| Brief |
Convert the material's lines from the line containing "the phone screen." through the end of the material into a numbered list, leaving out any blank lines.

(Pointing dataset records)
════════════════
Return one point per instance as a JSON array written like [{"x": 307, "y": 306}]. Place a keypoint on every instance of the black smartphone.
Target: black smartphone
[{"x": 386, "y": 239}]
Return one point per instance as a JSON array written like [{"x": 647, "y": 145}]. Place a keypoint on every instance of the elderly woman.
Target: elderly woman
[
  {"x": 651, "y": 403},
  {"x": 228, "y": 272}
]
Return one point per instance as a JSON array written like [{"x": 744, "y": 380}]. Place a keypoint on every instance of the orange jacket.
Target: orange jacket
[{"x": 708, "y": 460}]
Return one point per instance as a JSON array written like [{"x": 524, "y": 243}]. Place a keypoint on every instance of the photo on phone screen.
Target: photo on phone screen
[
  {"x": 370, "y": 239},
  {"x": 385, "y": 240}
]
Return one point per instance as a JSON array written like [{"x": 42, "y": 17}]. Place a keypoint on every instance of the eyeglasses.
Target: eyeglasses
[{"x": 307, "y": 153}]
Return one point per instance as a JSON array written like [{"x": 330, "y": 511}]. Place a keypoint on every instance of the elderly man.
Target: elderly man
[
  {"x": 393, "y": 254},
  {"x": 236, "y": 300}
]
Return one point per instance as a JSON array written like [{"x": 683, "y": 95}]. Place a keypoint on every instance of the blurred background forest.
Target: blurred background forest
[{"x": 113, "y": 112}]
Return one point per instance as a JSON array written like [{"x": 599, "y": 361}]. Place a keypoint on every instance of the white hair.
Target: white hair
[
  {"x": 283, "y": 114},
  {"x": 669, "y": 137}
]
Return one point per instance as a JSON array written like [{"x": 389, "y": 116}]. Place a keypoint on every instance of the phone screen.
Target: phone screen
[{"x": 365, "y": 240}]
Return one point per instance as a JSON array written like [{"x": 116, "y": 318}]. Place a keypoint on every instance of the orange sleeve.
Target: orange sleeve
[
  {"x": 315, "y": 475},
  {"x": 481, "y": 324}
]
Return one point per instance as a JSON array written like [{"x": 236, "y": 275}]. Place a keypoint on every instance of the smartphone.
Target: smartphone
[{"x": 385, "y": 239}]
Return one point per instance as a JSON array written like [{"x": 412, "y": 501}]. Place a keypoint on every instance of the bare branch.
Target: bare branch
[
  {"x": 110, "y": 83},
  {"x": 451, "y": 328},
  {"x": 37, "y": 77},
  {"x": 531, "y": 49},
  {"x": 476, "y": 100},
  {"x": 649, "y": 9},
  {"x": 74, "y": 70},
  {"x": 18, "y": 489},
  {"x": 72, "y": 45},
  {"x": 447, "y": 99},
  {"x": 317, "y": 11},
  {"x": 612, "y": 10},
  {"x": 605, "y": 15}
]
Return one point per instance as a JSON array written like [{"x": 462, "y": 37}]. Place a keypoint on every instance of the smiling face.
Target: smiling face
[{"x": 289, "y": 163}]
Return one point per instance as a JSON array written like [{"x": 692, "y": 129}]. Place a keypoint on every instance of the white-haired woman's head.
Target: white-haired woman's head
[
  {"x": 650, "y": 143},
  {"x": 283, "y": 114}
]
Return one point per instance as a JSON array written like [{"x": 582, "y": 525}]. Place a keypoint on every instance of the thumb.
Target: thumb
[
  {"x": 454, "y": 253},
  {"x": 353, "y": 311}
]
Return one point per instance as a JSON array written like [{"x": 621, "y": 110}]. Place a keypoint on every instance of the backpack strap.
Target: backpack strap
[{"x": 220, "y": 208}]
════════════════
| Task solution |
1. Return one point per instance as a JSON array written like [{"x": 389, "y": 116}]. Place a keypoint on every instance of the phone screen.
2. Target: phone screen
3. [{"x": 365, "y": 240}]
4. Return one point per instance as a JSON array written like [{"x": 116, "y": 318}]. Place a keypoint on every instance of the orange sleeve.
5. Target: orange sleeve
6. [
7.   {"x": 315, "y": 475},
8.   {"x": 481, "y": 324}
9. ]
10. Return one point per instance as a JSON array written like [{"x": 236, "y": 275}]. Place a keypoint on every instance of the smartphone.
11. Target: smartphone
12. [{"x": 385, "y": 239}]
13. Return one point per instance as a JSON array written like [{"x": 412, "y": 501}]. Place a keypoint on every instance of the bare branch.
14. Target: bare branch
15. [
16.   {"x": 110, "y": 83},
17.   {"x": 451, "y": 328},
18.   {"x": 37, "y": 77},
19.   {"x": 531, "y": 49},
20.   {"x": 476, "y": 100},
21.   {"x": 649, "y": 9},
22.   {"x": 74, "y": 70},
23.   {"x": 18, "y": 489},
24.   {"x": 72, "y": 45},
25.   {"x": 447, "y": 99},
26.   {"x": 317, "y": 11},
27.   {"x": 612, "y": 10},
28.   {"x": 605, "y": 15}
29. ]
30. Return one point per instance as a JSON array written like [{"x": 462, "y": 37}]. Place a keypoint on every instance of the smiling face.
31. Target: smiling face
32. [{"x": 289, "y": 163}]
33. Return one point per instance as a JSON array written like [{"x": 692, "y": 129}]. Place a keypoint on every instance of the white-haired woman's head.
34. Target: white-haired woman's head
35. [
36.   {"x": 650, "y": 143},
37.   {"x": 283, "y": 114}
38. ]
39. Return one point per instance as a JSON array written like [{"x": 582, "y": 525}]. Place a keypoint on every instance of the thumb.
40. Target: thumb
41. [
42.   {"x": 454, "y": 253},
43.   {"x": 353, "y": 311}
44. ]
45. Return one point per instance as a JSON array written like [{"x": 621, "y": 110}]. Place a keypoint on every instance of the backpack strap.
46. Target: backpack strap
47. [{"x": 220, "y": 208}]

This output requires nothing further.